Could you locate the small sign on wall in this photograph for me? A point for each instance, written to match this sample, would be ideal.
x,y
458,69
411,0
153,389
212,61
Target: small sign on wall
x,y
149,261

THE TASK
The full set of records above must be retyped exactly.

RESPONSE BELOW
Could you locate the small sign on wall in this photograph for me? A point for each instance, written to match this sample, would be ideal.
x,y
458,69
411,0
153,389
212,61
Target: small sign on wall
x,y
149,261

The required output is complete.